*What to produce*:
Give the records below as a numbered list, leaving out blank lines and omitting the pictures.

• • • • • • •

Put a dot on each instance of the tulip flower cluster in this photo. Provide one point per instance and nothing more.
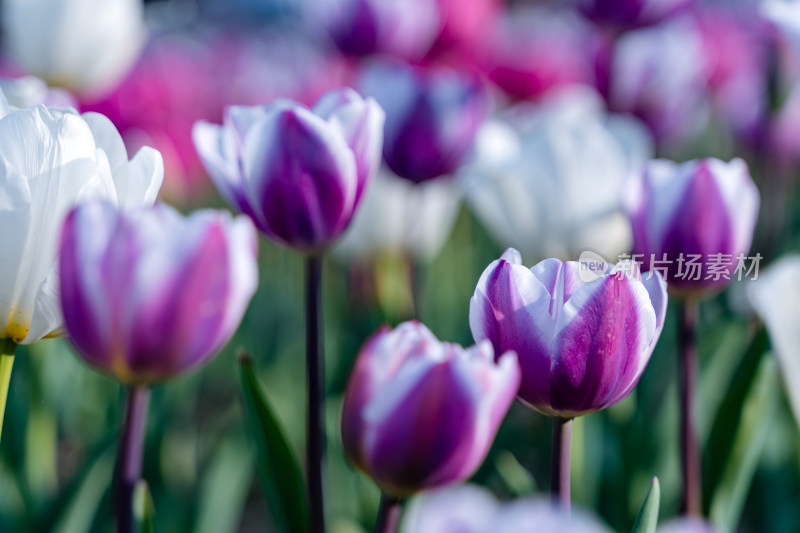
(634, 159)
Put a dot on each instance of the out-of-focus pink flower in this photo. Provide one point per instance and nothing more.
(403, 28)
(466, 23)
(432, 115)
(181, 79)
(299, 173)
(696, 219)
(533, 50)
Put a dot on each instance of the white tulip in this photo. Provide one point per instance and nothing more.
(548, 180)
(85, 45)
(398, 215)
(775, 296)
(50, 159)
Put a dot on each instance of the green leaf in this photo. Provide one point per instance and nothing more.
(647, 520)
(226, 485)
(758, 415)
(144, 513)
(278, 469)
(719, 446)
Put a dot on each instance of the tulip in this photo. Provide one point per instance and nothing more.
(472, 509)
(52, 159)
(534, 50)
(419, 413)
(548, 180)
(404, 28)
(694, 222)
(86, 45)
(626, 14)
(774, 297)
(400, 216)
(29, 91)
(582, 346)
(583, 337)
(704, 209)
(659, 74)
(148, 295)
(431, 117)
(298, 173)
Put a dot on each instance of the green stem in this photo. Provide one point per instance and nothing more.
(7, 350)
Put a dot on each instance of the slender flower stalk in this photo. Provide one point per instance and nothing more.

• • • • • • •

*Right answer*:
1. Put a dot on each instance of the tulip flower cluster in this photo. Provide one point per instance and nothing more.
2. (634, 159)
3. Put a dot on each instance of the out-of-focus pink flower in this photo. Provide one point per instance and nothing more.
4. (403, 28)
5. (466, 23)
6. (432, 115)
7. (181, 79)
8. (299, 173)
9. (696, 219)
10. (533, 50)
11. Put a dot on each instance of the white tulip in this photo. Provide one point per instance and nothing more.
12. (548, 180)
13. (85, 45)
14. (398, 215)
15. (775, 296)
16. (50, 159)
17. Put a dot on each instance of the green leaf in this photo. Provide one point per instance and nothing more.
18. (647, 520)
19. (226, 485)
20. (758, 415)
21. (144, 513)
22. (278, 469)
23. (719, 446)
24. Put a dot on each instance of the tulip in this photo. Provide one point per instance and nothing more.
25. (472, 509)
26. (52, 159)
27. (534, 50)
28. (419, 413)
29. (548, 180)
30. (404, 28)
31. (694, 222)
32. (86, 45)
33. (626, 14)
34. (774, 297)
35. (400, 216)
36. (29, 91)
37. (582, 346)
38. (583, 337)
39. (704, 209)
40. (659, 74)
41. (148, 295)
42. (431, 117)
43. (298, 173)
44. Put a dot on each instance of the green stem in this photo. Provide one point per instance and nothing more.
45. (7, 350)
46. Put a dot on each instance of the slender flower stalk in this photo. Provide one point per instance and nothing more.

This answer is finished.